DIRECTIONS FOR THIS TASK:
For the records below, say how many lines contain the string "ruffled". Give the number only.

PROVIDED INFORMATION:
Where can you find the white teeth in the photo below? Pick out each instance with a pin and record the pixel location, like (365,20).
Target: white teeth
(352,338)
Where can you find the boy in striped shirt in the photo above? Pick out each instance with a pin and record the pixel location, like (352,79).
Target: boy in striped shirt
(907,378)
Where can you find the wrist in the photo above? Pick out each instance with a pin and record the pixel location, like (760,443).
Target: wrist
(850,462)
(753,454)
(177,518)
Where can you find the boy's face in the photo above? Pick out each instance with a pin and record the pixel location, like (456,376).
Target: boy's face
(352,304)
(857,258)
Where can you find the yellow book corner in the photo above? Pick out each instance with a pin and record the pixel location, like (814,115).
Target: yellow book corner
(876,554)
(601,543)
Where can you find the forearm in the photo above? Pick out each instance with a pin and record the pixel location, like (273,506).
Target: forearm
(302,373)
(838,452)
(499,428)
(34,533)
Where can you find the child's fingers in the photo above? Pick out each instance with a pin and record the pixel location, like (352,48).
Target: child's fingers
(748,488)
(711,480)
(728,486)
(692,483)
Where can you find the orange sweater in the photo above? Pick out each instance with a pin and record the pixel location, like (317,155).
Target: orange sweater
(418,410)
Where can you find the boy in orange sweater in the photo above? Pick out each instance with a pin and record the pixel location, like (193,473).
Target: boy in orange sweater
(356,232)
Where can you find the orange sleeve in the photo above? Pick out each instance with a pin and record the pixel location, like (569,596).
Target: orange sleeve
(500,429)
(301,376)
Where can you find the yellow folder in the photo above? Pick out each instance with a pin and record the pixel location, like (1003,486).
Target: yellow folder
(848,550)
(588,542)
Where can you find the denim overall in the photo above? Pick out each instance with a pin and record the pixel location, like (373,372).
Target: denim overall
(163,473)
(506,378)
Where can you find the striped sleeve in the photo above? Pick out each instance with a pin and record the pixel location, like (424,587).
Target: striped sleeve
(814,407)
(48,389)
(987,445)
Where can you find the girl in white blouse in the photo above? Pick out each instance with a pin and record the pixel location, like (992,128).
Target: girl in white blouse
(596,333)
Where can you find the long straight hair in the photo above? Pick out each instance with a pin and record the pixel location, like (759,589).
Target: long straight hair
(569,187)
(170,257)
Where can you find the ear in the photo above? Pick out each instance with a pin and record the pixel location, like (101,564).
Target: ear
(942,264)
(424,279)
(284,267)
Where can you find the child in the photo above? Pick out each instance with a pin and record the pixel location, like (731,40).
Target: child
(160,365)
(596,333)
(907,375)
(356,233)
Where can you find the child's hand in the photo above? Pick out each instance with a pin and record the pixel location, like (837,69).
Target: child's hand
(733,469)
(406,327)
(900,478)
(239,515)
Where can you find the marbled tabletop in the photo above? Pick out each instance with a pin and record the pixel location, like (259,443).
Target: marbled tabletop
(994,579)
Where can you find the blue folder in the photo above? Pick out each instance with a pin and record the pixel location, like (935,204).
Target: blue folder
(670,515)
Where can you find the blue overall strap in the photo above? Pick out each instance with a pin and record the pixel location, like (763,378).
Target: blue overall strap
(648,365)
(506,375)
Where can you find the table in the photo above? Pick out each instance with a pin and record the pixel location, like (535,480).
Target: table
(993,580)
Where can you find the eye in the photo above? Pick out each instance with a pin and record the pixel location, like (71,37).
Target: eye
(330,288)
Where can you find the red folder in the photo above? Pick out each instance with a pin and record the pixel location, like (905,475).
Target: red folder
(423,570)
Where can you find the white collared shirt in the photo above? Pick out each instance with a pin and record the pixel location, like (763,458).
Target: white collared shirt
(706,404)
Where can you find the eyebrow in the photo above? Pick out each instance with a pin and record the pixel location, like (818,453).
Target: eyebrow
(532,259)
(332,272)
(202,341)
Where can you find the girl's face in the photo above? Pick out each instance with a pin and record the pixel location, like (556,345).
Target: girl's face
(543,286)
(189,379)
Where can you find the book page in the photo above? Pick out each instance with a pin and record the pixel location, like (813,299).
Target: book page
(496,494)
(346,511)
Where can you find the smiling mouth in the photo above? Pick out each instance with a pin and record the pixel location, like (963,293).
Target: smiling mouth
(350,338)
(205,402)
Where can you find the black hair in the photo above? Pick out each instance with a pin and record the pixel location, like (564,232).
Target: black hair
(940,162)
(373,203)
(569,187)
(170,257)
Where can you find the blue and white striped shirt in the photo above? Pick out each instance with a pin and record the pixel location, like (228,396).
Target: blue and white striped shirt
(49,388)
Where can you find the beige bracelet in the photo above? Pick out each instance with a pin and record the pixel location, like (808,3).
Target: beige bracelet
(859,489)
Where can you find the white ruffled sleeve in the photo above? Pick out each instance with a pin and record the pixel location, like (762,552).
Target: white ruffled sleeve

SOLUTION FOR THIS PROBLEM:
2